### WHAT IS BEING ASKED
Could you carry the passage on technology and water security further, picking up after its final sentence?

Innovative finance solutions and business models that leverage 4IR technologies like the Internet of Things (IoT) and Artificial Intelligence (AI) will prove essential in bringing these decentralized solutions to scale, thereby ensuring better health and resilience of our cities.
Situations like the one currently facing South Africa’s Cape Town – which appears to have just narrowly avoided a “Day Zero” scenario in which its taps would be shut off following debilitating drought and prolonged depletion of its water store – reflect a stark reality: water basins throughout the world are facing increasing stress due to climate variability, population growth, industrial use and other drivers of water insecurity.
However, our ability today to track and mitigate water-related risks has never been greater. WWF, Conservation International, Dow, the Earth Genome and others have initiated promising approaches to monitor watershed health, for example. Satellite imagery and other forms of earth observation, combined with remote sensing, IoT, AI and other advanced technologies could enable us to detect water basin risks earlier.
More importantly, these tools can enable us to quantify that risk, and then identify and implement solutions to manage it accordingly. Imagine the implications if we were able to not only predict the next 10 Cape Towns, but identify specific investment decisions that could prevent such catastrophic risk from becoming reality. Actors like Microsoft, Orbital Insight, the Earth Genome and IBM are already leveraging some of these capabilities within and outside of the water sector, offering valuable examples of what might be possible.
In a world where only .05% of the earth’s water is readily available for human consumption, increased demands need to be met with new sources of supply. Improvements in advanced materials will be an important part of any solution set addressing water shortages.
New forms of graphene-based membranes could revolutionize the desalination market, which has grown steadily over the past several years. Other material advancements are enabling scientists to harvest water from air more easily, without relying on humidity, a development that could prove transformational in arid, water scarce regions.

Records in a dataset
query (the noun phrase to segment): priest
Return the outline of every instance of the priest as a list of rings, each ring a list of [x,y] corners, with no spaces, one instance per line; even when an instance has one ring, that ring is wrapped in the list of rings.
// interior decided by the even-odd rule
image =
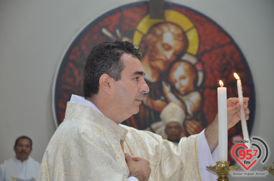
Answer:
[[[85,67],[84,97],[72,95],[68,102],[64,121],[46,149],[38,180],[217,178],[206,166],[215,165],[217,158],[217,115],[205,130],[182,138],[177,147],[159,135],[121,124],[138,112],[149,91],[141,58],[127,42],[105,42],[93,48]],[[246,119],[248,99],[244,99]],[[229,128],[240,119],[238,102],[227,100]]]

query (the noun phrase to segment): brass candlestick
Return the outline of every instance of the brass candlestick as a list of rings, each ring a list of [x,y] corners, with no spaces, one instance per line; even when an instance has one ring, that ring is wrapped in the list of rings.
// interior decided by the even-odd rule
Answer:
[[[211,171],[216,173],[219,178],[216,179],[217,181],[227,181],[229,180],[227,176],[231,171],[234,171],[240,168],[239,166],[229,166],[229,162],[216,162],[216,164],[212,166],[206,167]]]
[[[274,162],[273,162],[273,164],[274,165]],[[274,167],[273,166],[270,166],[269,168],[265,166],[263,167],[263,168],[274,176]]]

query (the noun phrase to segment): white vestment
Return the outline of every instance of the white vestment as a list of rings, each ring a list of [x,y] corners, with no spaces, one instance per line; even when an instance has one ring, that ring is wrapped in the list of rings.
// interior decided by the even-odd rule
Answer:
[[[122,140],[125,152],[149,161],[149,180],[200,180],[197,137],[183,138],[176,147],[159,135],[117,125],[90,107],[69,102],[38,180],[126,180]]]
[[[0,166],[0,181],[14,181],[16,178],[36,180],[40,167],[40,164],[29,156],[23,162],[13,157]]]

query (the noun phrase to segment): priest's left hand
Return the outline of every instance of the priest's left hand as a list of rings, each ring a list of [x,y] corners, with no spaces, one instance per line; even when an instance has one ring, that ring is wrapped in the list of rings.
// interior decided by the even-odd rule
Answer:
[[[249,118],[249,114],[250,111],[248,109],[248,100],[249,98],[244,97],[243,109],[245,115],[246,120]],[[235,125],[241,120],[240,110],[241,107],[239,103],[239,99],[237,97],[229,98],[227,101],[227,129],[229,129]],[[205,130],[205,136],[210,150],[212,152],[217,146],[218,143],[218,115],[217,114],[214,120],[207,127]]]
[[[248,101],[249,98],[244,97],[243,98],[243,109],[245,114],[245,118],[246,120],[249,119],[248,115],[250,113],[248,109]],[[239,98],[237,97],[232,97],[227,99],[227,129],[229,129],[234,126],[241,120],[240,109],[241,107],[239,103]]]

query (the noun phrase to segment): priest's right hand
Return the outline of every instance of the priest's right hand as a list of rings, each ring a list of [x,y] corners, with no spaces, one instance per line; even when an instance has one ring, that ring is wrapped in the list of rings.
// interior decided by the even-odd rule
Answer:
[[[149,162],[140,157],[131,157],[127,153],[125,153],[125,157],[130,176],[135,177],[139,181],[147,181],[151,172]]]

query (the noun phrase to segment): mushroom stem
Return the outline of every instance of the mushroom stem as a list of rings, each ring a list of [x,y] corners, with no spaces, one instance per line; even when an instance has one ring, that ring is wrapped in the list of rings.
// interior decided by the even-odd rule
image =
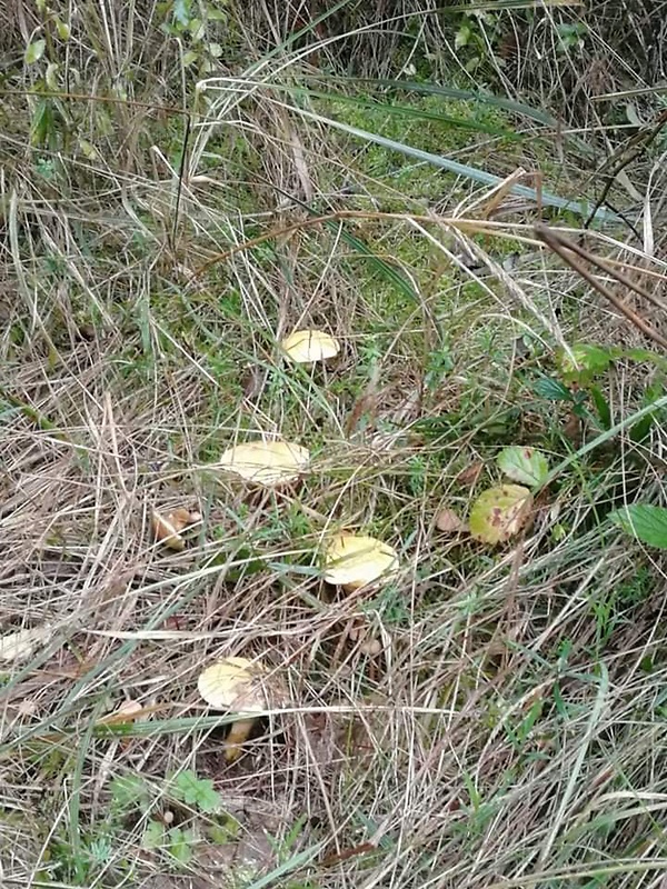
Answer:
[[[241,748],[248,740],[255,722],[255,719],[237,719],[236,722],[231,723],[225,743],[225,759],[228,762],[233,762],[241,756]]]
...
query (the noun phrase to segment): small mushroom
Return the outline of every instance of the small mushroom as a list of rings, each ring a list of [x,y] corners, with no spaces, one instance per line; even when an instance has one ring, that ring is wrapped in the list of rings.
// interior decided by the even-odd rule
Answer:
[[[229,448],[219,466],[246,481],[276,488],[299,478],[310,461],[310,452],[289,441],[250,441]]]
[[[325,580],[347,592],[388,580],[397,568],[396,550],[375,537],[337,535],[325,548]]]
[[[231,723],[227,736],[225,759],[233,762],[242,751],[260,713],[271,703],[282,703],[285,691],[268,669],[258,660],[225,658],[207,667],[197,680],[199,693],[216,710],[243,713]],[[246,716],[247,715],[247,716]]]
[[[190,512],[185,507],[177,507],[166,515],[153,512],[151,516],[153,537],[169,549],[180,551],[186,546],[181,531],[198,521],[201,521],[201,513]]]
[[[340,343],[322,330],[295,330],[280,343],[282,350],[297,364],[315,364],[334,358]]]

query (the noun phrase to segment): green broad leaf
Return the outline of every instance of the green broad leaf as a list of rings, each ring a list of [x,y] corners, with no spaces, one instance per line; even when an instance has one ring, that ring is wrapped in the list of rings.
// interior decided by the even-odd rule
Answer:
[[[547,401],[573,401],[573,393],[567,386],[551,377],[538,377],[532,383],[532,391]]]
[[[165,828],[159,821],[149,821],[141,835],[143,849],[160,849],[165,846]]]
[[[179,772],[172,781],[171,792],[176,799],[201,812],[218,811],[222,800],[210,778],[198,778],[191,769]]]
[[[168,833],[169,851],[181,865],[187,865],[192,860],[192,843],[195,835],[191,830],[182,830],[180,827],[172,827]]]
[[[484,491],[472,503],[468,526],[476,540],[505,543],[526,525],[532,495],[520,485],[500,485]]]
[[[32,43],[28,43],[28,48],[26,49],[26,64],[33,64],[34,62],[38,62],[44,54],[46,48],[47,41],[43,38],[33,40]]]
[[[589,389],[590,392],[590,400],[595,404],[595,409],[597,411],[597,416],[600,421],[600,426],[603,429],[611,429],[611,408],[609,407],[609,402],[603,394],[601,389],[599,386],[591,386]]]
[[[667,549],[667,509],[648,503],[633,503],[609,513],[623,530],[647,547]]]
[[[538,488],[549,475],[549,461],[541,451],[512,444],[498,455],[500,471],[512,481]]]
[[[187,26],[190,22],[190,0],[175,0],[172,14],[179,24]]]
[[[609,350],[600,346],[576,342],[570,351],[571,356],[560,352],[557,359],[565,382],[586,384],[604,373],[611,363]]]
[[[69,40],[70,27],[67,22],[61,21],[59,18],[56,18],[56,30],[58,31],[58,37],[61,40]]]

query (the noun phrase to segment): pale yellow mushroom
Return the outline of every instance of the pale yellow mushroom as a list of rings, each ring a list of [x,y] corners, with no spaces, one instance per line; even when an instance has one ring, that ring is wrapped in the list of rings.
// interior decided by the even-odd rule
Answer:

### ANSWER FOR THIS EXERCISE
The combination of IoT, AI and other advanced technologies can and will positively disrupt the provision and maintenance of water and sanitation services in cities. Whether retrofitting cities to become more resilient or designing basic service delivery systems to meet the needs of expanding urban areas, these technologies are generating new insights as well as economic opportunities.
For example, the Toilet Board Coalition is pioneering exciting work around “the digitization of sanitation” in places such as Pune, India. Efforts to integrate sensors and wifi into toilet networks in such areas can generate valuable data and information on public health and consumer behaviour, as well the quality of maintenance systems and need to optimize routes for waste collection and transport.
These are just some examples of how the 4IR is unlocking a whole new suite of solutions that can help us accelerate progress against UN Sustainable Development Goal 6: “Ensure access to water and sanitation for all”. The opportunity before us today is to connect and scale these pockets of innovation.
This will not happen automatically. In addition to refining the technologies, it will also be important to establish the right governance frameworks and policies, societal engagement and acceptance, and investment landscapes and financing models. New forms of public-private collaboration and innovations in business models will be at the core of this challenge.
No single technology will solve the world’s water and sanitation problems, but on World Water Day 2018 we certainly have something to celebrate: the solutions we need are within our grasp.